SHORT EXERCISE 1:
Repeat, word for word, the stretch of the passage on Putin's speech from "Putin accused the" through "Russian nuclear playbook.".

# QUOTED PASSAGE start

Putin accused the U.S. of expanding NATO to Russia’s borders and deploying “five thousand bayonets” each in forward bases in Romania and Bulgaria. He blasted the plans for U.S. missile defense bases in Central Europe, possibly in Poland or the Czech Republic, mocking the stated goal of such installations as defenses against missile launches from Iran or North Korea. Putin clearly stated that the missile defenses are aimed to neutralize Russian retaliatory nuclear strike capability — a destabilizing factor in the Russian nuclear playbook.
He further accused Washington of not meeting its obligations on nuclear disarmament treaties and trying to hide hundreds of nuclear weapons in warehouses, “under the blanket and under the pillow.”
Adding to the rhetorical overkill, Putin blamed U.S. policies for the failure of nuclear non-proliferation, implying justification for North Korean and Iranian efforts to acquire weapons of mass destruction. Putin lambasted NATO members that refuse to ratify the Conventional Forces in Europe (CFE) Treaty; criticized the Organization for Security and Cooperation in Europe (OSCE) for democracy promotion; warned against Kosovo’s independence; and rejected Western criticisms of Russia’s track record in human rights. Putin waxed nostalgic about the bi-polar world in which the U.S. and the USSR checked each other’s ambition through a balance of nuclear terror known as Mutual Assured Destruction (MAD). Many Russian and Western experts perceive Putin’s speech as a declaration of a new Cold War.
Back to the Future?
Putin’s speech has a number of domestic and international “drivers,” which add up to a picture of Russia craving strategic parity with the United States and defining its national identity in opposition to the West.
While Russians enthusiastically embraced private business, designer brands, and Costa-del-Sol Spanish vacations, they were slow to internalize pluralistic values, support freedom of speech and press, and defend human rights. The rule of law in Russia is a far cry from Western standards.
Several years of increasingly loud anti-American and anti-Western propaganda in pro-government and nationalist media have nurtured a generation of Russians who are ethno-centric, and reject liberal values. Some 60 percent in a recent poll supported the slogan “Russia for Russians.”

# QUOTED PASSAGE end
# PROVIDED RECORDS start

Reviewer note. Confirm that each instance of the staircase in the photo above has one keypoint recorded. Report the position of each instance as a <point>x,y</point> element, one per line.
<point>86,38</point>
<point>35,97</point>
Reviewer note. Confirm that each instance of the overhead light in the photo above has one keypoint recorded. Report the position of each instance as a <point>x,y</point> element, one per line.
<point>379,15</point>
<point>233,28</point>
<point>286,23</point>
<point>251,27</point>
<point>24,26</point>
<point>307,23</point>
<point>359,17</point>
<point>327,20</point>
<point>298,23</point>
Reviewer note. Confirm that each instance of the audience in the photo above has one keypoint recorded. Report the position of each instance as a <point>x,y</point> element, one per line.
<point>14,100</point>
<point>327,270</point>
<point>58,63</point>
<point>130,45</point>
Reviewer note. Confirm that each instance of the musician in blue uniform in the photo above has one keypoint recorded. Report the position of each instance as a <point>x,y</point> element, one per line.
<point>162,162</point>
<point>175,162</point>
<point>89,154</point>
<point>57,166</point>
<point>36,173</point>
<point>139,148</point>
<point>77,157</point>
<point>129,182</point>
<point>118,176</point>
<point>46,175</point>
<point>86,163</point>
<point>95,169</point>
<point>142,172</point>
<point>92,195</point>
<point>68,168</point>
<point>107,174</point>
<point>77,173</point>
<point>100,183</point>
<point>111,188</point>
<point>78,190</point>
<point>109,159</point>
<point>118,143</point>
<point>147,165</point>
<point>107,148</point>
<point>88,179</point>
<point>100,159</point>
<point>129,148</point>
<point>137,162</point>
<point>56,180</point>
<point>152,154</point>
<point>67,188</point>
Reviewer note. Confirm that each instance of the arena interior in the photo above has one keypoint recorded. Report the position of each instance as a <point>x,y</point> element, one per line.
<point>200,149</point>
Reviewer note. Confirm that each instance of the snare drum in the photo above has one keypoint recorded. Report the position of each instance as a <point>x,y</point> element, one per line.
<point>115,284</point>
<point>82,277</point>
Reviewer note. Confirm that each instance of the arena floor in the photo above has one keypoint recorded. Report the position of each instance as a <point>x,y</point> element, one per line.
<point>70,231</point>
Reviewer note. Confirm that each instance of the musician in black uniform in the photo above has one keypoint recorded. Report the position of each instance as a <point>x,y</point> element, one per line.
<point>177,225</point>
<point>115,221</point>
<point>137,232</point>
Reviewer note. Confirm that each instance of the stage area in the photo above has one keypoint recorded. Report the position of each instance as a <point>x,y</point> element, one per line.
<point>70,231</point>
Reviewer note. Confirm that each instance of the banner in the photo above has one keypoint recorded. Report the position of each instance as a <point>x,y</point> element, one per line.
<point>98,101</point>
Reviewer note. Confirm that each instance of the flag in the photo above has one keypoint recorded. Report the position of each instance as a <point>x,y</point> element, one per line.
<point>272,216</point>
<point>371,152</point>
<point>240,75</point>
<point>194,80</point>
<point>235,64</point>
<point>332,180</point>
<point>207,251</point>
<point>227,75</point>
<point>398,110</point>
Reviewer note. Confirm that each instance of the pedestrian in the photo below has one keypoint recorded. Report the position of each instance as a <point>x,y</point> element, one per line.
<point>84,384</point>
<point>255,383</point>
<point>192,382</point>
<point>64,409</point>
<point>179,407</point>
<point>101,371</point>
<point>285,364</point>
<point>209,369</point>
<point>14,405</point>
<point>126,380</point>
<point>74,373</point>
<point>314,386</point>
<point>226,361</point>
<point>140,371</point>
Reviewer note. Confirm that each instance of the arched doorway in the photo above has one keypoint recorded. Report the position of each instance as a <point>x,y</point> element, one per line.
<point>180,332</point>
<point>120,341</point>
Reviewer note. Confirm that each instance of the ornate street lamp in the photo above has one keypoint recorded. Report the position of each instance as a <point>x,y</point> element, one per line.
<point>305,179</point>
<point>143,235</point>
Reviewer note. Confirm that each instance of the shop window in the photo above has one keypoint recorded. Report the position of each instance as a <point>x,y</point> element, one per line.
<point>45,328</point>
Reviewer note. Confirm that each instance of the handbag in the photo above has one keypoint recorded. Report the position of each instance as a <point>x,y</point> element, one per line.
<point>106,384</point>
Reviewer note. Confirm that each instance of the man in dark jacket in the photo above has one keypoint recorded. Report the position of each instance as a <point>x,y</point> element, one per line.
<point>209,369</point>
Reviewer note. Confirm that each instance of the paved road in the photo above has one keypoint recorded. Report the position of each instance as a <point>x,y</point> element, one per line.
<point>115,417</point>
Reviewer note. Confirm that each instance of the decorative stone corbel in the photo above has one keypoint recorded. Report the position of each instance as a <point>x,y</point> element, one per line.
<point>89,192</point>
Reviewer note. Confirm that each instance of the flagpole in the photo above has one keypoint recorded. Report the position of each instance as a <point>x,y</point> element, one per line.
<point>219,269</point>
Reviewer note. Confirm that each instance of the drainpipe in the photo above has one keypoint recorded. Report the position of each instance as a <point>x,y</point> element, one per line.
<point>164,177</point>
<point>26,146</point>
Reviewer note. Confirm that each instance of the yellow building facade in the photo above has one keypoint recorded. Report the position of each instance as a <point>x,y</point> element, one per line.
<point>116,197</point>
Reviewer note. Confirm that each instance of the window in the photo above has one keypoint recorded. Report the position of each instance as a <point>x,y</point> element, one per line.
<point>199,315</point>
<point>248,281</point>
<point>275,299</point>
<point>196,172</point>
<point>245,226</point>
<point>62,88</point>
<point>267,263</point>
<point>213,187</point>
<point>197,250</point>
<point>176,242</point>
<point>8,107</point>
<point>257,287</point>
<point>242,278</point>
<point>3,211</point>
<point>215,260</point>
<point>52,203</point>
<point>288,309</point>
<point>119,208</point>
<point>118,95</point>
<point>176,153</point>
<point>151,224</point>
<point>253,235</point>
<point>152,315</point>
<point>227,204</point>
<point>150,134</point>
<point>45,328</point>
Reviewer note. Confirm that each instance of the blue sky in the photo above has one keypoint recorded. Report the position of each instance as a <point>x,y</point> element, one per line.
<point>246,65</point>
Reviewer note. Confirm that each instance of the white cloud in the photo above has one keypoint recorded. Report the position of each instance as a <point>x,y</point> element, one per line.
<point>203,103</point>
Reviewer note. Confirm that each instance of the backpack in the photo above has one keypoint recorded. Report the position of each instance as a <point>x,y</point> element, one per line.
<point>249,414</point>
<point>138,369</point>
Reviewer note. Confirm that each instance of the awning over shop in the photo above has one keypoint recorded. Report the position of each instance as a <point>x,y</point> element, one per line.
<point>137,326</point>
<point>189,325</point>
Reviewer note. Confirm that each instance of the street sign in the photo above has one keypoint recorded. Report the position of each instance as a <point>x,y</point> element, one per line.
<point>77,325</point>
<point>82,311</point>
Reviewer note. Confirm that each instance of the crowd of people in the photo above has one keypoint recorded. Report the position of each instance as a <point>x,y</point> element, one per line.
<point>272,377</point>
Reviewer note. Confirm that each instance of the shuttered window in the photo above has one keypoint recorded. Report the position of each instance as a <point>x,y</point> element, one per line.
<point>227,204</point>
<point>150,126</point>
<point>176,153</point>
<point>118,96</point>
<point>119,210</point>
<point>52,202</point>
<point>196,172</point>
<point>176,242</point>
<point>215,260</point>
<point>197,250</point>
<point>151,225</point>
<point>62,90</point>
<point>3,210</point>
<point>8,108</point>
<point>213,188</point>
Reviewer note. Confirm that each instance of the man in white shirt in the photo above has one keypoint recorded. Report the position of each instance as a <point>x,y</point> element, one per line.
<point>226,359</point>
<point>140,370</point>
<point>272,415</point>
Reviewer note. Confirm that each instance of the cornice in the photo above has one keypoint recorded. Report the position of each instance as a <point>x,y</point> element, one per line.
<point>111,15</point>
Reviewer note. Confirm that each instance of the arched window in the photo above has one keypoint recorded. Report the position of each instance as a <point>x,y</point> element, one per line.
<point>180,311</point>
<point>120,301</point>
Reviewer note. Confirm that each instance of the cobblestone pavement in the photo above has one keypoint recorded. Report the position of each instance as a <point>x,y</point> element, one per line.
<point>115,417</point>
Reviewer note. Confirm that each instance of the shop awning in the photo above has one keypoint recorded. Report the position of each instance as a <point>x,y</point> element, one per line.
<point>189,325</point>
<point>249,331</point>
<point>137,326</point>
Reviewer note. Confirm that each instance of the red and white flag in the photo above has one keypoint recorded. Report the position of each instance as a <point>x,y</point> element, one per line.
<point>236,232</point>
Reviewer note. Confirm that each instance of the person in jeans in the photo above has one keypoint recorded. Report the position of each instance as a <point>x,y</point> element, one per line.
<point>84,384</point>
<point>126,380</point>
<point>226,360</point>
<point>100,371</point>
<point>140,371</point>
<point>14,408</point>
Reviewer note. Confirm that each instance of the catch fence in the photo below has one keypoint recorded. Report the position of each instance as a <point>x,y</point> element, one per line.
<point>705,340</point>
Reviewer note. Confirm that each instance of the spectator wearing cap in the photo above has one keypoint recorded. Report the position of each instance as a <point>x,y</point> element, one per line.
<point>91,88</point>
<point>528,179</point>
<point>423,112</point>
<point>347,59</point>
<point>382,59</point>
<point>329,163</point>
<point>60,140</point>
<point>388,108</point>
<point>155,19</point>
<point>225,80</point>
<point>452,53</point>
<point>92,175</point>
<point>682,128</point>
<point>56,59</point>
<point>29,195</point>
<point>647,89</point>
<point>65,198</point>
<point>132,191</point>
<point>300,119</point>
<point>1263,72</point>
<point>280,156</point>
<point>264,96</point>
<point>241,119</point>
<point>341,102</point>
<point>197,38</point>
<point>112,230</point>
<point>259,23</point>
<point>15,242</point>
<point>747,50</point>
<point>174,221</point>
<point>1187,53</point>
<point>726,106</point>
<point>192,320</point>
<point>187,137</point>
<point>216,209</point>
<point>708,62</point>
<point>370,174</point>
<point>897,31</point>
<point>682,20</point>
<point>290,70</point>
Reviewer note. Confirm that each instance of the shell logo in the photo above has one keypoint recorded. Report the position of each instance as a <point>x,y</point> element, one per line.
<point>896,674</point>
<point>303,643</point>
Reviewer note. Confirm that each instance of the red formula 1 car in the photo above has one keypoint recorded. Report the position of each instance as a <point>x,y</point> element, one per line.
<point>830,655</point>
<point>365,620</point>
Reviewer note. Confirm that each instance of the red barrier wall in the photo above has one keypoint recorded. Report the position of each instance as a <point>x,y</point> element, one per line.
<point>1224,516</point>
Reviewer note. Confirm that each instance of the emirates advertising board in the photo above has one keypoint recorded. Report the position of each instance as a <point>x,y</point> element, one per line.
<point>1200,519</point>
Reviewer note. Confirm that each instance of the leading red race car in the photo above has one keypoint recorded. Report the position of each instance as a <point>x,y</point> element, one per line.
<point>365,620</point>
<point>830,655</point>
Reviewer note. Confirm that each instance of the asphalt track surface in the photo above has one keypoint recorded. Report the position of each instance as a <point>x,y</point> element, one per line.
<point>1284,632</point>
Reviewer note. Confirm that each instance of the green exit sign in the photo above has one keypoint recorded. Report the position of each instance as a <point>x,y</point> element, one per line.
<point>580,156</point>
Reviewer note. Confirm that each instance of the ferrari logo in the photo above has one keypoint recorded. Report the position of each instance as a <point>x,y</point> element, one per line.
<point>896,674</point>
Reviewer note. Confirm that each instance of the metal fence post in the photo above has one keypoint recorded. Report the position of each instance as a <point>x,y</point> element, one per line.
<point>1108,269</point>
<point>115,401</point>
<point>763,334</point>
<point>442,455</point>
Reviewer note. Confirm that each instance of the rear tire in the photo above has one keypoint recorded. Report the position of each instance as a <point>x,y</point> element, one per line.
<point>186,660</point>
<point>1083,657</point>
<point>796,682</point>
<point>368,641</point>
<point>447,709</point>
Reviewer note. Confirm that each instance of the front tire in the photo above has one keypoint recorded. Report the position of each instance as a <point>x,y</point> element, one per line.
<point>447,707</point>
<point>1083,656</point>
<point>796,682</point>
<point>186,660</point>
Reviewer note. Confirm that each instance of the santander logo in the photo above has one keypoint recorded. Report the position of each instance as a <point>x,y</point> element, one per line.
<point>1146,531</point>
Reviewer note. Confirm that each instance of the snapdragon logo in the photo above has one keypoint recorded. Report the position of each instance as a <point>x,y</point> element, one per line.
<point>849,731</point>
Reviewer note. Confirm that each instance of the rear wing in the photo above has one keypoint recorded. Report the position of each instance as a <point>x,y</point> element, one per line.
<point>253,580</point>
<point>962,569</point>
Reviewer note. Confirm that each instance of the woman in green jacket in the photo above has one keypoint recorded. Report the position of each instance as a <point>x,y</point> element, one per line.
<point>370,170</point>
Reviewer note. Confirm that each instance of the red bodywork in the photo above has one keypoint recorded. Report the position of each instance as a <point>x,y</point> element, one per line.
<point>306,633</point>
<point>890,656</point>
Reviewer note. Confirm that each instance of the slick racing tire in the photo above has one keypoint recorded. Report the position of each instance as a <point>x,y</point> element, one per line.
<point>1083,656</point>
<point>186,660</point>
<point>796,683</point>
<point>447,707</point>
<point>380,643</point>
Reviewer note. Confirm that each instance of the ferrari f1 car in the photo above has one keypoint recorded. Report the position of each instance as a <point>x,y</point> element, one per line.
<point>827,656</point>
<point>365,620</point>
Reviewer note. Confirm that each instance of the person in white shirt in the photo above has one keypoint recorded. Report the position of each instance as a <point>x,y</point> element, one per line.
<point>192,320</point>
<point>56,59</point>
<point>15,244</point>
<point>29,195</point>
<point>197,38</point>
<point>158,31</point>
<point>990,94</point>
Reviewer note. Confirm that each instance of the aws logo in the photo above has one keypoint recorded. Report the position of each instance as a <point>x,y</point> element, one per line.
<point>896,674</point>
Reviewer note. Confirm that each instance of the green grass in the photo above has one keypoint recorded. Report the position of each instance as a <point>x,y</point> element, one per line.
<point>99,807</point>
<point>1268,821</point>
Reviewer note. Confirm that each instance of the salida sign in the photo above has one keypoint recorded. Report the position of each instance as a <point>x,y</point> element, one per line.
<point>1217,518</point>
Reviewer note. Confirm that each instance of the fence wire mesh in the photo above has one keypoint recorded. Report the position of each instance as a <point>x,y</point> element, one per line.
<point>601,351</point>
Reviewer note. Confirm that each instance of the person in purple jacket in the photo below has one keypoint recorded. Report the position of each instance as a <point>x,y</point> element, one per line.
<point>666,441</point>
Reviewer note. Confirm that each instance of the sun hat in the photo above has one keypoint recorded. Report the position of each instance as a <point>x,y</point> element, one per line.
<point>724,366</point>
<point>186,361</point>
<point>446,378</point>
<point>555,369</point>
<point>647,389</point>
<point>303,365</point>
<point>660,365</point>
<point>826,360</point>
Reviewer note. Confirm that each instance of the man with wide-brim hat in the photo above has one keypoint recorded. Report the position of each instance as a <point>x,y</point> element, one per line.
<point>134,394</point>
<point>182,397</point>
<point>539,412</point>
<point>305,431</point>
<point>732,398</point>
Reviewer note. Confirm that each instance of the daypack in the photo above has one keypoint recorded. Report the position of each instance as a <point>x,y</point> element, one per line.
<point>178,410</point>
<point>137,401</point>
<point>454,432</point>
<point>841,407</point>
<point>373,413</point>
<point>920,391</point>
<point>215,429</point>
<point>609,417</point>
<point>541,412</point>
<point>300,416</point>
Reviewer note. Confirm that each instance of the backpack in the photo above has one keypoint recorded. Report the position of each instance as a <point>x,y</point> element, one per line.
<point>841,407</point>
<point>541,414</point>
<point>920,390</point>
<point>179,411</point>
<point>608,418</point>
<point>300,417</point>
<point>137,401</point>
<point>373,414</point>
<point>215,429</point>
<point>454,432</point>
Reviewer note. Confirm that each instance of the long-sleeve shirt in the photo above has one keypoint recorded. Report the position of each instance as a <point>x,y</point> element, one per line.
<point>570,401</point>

# PROVIDED RECORDS end

SHORT EXERCISE 2:
Rewrite the records from their start through the line containing "<point>130,45</point>", replacing "keypoint" with "landmark" and leaving everything else in that stretch unchanged. Return only those lines.

FINAL ANSWER 1:
Putin accused the U.S. of expanding NATO to Russia’s borders and deploying “five thousand bayonets” each in forward bases in Romania and Bulgaria. He blasted the plans for U.S. missile defense bases in Central Europe, possibly in Poland or the Czech Republic, mocking the stated goal of such installations as defenses against missile launches from Iran or North Korea. Putin clearly stated that the missile defenses are aimed to neutralize Russian retaliatory nuclear strike capability — a destabilizing factor in the Russian nuclear playbook.

FINAL ANSWER 2:
Reviewer note. Confirm that each instance of the staircase in the photo above has one landmark recorded. Report the position of each instance as a <point>x,y</point> element, one per line.
<point>86,38</point>
<point>35,97</point>
Reviewer note. Confirm that each instance of the overhead light in the photo above has one landmark recorded. Report the position of each instance as a <point>x,y</point> element, one per line.
<point>379,15</point>
<point>233,28</point>
<point>286,23</point>
<point>251,27</point>
<point>24,26</point>
<point>307,23</point>
<point>359,17</point>
<point>327,20</point>
<point>298,23</point>
Reviewer note. Confirm that each instance of the audience in the photo above has one landmark recorded. Report the position of each instance as a <point>x,y</point> element, one per line.
<point>14,100</point>
<point>327,270</point>
<point>58,63</point>
<point>130,45</point>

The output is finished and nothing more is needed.